Object location annotation data:
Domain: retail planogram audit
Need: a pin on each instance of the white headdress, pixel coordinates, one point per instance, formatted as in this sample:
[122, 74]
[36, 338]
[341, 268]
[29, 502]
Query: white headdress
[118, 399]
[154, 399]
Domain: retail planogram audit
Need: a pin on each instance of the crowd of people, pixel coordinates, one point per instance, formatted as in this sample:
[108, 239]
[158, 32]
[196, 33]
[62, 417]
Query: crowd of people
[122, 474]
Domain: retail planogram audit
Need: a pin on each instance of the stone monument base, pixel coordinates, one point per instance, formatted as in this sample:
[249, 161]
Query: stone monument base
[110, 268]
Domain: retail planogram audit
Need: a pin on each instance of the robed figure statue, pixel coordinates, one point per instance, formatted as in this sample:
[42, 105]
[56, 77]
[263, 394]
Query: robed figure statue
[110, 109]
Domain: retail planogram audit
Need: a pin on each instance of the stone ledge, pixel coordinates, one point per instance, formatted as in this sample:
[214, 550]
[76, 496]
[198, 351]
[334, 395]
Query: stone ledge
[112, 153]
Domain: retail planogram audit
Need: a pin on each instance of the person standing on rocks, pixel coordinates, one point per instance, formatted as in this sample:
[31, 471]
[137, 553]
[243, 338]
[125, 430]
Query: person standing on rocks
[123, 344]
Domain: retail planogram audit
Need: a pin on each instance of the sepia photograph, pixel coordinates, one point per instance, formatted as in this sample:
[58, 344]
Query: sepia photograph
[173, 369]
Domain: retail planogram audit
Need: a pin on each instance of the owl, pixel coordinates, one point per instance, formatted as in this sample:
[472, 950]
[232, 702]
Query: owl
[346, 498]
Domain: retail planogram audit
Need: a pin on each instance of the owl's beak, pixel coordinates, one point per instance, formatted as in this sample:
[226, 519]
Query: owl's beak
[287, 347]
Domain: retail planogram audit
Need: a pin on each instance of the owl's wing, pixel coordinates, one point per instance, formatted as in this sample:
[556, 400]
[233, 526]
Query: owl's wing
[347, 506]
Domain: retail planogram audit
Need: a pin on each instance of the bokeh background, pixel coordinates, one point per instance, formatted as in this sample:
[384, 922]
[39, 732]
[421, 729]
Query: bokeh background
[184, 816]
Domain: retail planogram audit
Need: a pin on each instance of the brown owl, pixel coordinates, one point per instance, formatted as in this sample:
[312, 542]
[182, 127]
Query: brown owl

EXERCISE DESCRIPTION: Pull out each line of the data above that contains the word "stone" and reproduce those lines without changes.

FULL SOLUTION:
Need: a pin on each instance of the stone monument base, pixel coordinates, one point per instance, formatted as in this sample:
Query: stone monument base
Need: a pin on each instance of the stone ledge, pixel coordinates, one point per instance, formatted as in this sample:
Query: stone ledge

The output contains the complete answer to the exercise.